(Verilen Metin):
________________________________________

TÜRKİYE’DE OLUP BİTENLERİN GERÇEK YÜZÜ?!!

Evet, çok değerli okurlar.
Bu köşede yıllardan beri elimizden geldiği kadarıyla tüm gerçekleri, yani ülke meselelerini pozitifiyle-negatifiyle olup bitenleri sizlerle hep paylaşmak istedik, gerçekleri sunmaya çalıştık, haberdar ettik.
Zaten gazeteciliğin temel hedeflerinden birisi de ülke gerçeklerini kamuoyuna iletişim aracı olma şerefine nail olmaktır.
Gelip giden tüm partiler; ister iktidar, ister muhalefet olsun, bugüne kadar halkına, seçmenlerine, güzel nutuk atmaktan başka parlak cümleleri dizayn etmekle yola çıkan nice siyasiler, ne yazık ki ülke insanımıza bir türlü rahatlatıcı bir nefes aldırtamadılar.
Bundan sonrada aldırtacakları da benzemiyor.
Bize göre en çok üzerinde durulması gereken de şudur ki herkes kendi alanında çalışırken, gerçek yüzünü ve gerçek kimliğini göstermelidir.
Eğer kim nedir, ne değildir, hangi kulvarda çalışıyor ve hangi pozisyonda olduğunu hep gizli saklı tutarsa memleket bundan zarar görür.
Eğer sen muhafazakârsan, gerçek muhafazakâr ol.
Hıristiyanlık dünyasının taşıdığı muhafazakârlık misyonu değil.

________________________________________

(Yazılı Görevler):
a - Türkiye'deki gelişmeler üzerine köşe yazısına göre şu ifadeler doğru mu? Her birine evet ya da hayır deyip yazıdan karar verdiren sözleri aynen alıntılayın. (i) Yazara göre partiler halka rahat bir nefes aldırabilmiştir. (ii) Yazar, herkesin kendi alanında gerçek kimliğini göstermesi gerektiğini düşünür. (iii) Yazara göre kimliğini gizleyenler memlekete zarar vermez.
b - Türkiye'deki gelişmeler üzerine köşe yazısını bittiği yerden sürdürün.

(Verilen Bilgiler):
________________________________________

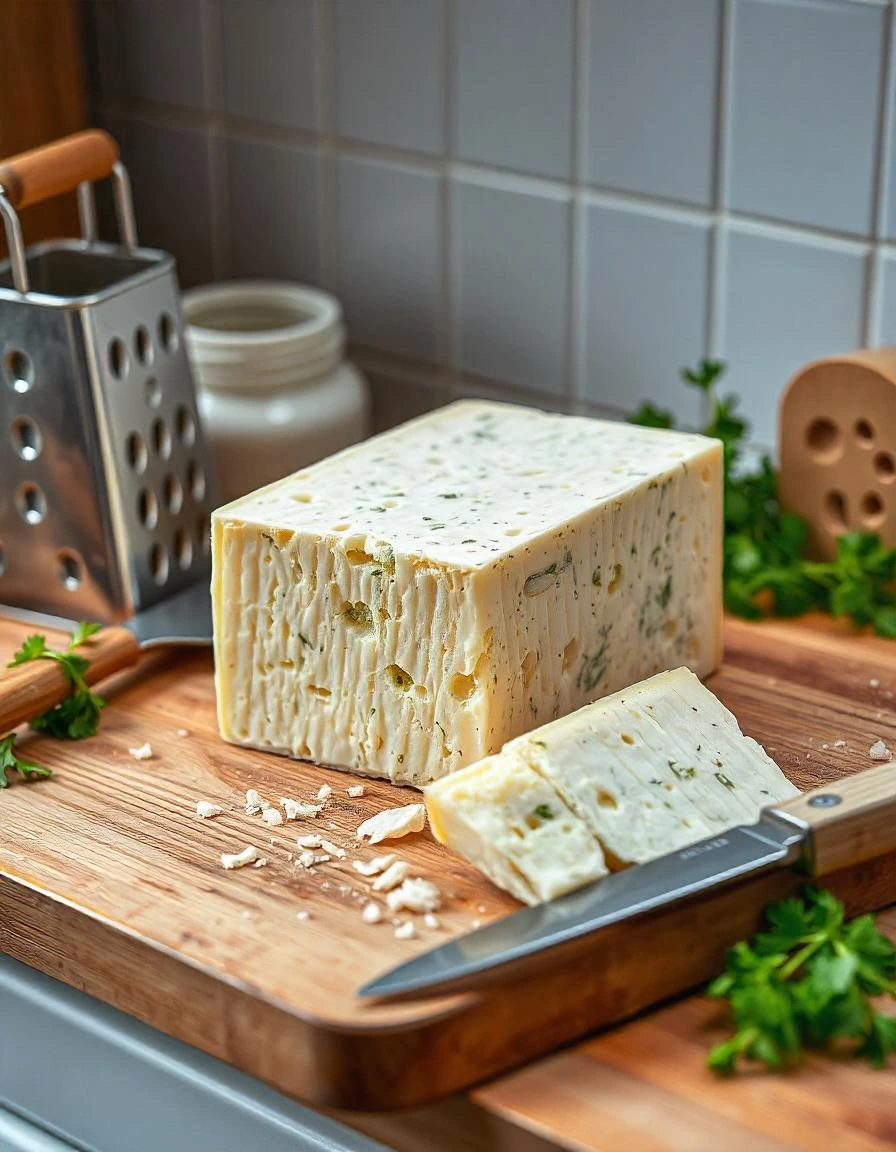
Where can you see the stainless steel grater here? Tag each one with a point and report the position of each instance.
(105, 479)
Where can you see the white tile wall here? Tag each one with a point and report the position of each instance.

________________________________________

(Görev Yanıtları):
a -
(i) Hayır: "ne yazık ki ülke insanımıza bir türlü rahatlatıcı bir nefes aldırtamadılar"
(ii) Evet: "herkes kendi alanında çalışırken, gerçek yüzünü ve gerçek kimliğini göstermelidir"
(iii) Hayır: "memleket bundan zarar görür"

b -
Muhafazakârlık; insanın bünyesine taşıdığı yüce bir sıfattır… 
Kur’an paralelinde, Kur’an ışığında kendini biçimlendiren, terbiyelendiren, yetiştiren gerçek bir sıfattır ve kişinin aynasıdır.
Eğer muhafazakârlık adını taşıyıp da basmakalıp görüntüler veriyorsa o zaman İslamcı dönme ikon münafıklar güruhunda olmaktan kendini kurtaramaz.
Hem devlete, hem millete, hem de ülkeye zarar verir.
Zira muhafazakârlık; İslam kültürüne göre Kur’an gerçeklerini toplumun her kesimine yansıtma biçimidir.
Eğer Haçlı Hıristiyanlık dünyasının hurafeden ibaret muhafazakârlık söz konusuysa, tam tersine münafıklık tescili ile damgalanır.
* * *
Evet, sevgili okurlar.
Meşhur bir atasözü var; “Görünen köy kılavuz istemez” misali.
Bugün Türkiye’deki muhafazakâr, kendine İslamcı görüntüsü veren ve aynı zaman da AK Parti iktidarının gölgesinde pozisyondan pozisyona girip de akşam bir, sabah bir başka renklerle kendini renklendiriyorsa, o zaman hiçbir diyeceğimiz yoktur.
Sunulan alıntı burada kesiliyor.